-- BEGIN --

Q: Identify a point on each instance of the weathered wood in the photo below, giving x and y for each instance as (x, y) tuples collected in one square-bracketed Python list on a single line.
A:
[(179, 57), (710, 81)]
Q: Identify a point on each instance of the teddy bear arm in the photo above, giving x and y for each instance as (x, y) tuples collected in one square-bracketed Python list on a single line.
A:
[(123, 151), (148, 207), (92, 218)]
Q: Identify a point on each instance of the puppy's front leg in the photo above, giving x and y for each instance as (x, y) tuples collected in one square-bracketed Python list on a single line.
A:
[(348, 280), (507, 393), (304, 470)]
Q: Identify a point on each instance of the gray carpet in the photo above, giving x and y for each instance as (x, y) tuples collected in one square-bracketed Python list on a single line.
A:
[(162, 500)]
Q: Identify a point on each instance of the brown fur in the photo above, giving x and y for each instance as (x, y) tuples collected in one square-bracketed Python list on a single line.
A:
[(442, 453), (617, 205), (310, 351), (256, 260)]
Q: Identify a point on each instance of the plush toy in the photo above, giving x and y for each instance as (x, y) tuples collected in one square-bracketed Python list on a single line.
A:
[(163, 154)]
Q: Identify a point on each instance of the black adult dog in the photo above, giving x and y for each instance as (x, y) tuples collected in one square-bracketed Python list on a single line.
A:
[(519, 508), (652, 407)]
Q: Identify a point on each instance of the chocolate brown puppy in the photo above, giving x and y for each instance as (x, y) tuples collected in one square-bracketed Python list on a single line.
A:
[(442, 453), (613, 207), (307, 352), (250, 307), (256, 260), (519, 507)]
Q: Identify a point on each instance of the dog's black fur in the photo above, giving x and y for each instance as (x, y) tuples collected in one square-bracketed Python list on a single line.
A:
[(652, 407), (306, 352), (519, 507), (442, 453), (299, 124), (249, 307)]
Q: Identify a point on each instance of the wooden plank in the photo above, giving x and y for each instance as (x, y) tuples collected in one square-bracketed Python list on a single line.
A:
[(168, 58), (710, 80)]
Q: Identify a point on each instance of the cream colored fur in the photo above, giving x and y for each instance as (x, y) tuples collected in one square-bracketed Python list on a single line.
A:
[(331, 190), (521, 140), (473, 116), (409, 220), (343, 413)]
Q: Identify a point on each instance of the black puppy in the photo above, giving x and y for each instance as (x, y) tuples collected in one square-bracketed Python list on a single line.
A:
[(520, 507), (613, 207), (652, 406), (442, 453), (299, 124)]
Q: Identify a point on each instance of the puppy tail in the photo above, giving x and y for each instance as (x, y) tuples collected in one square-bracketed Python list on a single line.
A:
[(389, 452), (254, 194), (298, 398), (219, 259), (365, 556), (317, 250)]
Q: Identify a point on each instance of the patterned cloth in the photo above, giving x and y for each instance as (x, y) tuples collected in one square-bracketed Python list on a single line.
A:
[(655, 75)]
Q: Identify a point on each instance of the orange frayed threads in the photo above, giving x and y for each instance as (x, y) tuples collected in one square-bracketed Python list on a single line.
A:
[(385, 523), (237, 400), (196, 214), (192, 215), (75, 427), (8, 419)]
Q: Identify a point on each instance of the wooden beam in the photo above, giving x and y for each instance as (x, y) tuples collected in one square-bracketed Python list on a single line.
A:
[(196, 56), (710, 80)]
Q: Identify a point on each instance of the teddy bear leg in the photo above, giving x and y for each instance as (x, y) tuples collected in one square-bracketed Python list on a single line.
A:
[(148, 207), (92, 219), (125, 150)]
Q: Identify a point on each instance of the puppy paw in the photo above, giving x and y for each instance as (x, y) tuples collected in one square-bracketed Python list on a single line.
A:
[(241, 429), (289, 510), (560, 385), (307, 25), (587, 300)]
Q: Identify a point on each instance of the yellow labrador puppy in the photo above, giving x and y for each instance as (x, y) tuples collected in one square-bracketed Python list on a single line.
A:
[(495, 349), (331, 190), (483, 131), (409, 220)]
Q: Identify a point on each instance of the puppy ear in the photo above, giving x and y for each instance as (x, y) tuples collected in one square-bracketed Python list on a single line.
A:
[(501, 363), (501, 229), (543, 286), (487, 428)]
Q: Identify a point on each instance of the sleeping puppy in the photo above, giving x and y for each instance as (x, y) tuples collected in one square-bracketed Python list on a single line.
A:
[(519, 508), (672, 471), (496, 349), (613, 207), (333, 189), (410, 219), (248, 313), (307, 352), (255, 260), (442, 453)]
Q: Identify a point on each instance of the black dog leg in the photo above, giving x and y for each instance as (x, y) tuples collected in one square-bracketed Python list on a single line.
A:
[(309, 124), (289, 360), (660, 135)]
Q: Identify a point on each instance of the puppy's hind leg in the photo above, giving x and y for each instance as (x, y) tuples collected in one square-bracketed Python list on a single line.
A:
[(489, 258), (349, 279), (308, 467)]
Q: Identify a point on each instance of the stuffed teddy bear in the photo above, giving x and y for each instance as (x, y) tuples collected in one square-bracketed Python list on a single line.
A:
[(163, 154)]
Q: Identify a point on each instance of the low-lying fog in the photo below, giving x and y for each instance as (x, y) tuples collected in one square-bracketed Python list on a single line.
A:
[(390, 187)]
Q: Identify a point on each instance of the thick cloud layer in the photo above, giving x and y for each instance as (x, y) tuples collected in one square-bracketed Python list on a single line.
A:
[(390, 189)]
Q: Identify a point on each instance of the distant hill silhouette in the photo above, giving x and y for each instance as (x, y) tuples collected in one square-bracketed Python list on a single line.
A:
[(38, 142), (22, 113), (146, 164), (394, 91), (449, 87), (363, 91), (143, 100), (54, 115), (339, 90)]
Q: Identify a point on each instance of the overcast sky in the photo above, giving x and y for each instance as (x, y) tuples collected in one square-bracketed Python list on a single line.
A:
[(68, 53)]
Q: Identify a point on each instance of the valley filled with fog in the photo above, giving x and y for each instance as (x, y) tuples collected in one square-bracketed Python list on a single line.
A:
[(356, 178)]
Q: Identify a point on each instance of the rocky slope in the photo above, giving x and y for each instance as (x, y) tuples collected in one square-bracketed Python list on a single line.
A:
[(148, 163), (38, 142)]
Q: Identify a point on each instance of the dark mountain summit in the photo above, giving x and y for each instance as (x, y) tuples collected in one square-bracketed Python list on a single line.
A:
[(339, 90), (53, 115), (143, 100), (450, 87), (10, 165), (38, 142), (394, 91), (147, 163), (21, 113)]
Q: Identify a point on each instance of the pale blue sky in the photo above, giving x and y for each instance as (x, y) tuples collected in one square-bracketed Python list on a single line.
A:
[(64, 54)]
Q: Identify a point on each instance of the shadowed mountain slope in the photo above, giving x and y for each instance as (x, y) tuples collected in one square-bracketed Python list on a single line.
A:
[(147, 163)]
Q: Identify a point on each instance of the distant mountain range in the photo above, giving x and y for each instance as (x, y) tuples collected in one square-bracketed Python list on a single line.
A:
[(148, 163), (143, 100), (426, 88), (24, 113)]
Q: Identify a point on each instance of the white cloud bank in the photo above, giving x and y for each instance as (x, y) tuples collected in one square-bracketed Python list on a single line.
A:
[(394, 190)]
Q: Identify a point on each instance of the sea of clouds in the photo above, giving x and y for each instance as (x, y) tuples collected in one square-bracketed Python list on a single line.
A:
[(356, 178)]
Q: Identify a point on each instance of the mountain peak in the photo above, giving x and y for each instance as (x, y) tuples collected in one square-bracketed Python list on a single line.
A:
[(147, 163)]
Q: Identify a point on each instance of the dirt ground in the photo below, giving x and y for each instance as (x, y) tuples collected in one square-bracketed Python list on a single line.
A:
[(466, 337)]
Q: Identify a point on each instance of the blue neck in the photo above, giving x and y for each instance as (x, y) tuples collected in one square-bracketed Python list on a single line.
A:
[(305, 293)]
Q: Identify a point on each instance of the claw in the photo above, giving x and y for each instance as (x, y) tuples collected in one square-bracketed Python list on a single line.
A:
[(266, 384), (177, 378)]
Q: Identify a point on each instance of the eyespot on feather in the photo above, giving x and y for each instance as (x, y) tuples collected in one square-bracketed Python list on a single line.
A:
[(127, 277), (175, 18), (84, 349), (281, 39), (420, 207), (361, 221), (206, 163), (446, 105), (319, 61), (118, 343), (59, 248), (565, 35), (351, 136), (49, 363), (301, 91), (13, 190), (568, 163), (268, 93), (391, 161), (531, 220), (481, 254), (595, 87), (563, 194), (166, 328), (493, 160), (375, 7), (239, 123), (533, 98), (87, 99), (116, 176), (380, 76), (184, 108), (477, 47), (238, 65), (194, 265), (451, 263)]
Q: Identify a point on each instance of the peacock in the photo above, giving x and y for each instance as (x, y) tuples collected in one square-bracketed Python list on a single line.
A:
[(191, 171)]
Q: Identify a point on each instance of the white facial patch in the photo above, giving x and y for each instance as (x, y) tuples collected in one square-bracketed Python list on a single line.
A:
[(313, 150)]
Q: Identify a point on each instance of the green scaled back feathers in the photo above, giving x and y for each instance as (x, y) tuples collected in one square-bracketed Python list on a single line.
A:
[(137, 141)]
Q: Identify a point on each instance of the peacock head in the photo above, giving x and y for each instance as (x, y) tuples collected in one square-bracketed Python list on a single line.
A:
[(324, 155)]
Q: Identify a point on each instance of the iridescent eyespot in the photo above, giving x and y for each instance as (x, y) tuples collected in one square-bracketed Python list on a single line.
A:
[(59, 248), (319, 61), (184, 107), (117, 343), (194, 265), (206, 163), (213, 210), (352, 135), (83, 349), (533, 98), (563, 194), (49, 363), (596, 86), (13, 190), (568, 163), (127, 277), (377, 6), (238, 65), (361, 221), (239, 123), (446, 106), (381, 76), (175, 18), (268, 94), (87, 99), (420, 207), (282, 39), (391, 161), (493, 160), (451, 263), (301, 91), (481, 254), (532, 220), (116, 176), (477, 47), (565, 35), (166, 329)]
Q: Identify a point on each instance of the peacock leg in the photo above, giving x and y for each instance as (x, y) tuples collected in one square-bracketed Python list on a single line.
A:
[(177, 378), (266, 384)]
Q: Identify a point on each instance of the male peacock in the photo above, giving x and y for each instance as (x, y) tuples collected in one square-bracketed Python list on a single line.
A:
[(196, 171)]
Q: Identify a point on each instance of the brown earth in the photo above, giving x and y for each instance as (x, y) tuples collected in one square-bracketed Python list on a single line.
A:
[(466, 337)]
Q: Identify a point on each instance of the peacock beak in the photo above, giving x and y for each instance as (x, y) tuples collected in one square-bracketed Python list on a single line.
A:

-- END --

Task to carry out:
Rewrite the listing from its start through the line containing "[(348, 280), (507, 393), (304, 470)]", replacing "teddy bear arm" with "stuffed animal arm" and leaving everything else unchanged.

Correct answer:
Q: Identify a point on each instance of the weathered wood in the photo below, giving x and y for each instance as (x, y) tuples collected in one square-bracketed Python list on a single line.
A:
[(179, 57), (710, 81)]
Q: Identify a point on each instance of the stuffed animal arm in the photo above, giving x and y for each instance as (x, y) tuples collected in one square-bracketed Python list on a single line.
A:
[(123, 151), (148, 207), (92, 218)]
Q: Identify a point on each instance of the puppy's front leg in the photo above, giving x and y for each instance as (x, y) tuples collected in one square-bracketed Python list on a single line.
A:
[(348, 280), (507, 393), (304, 470)]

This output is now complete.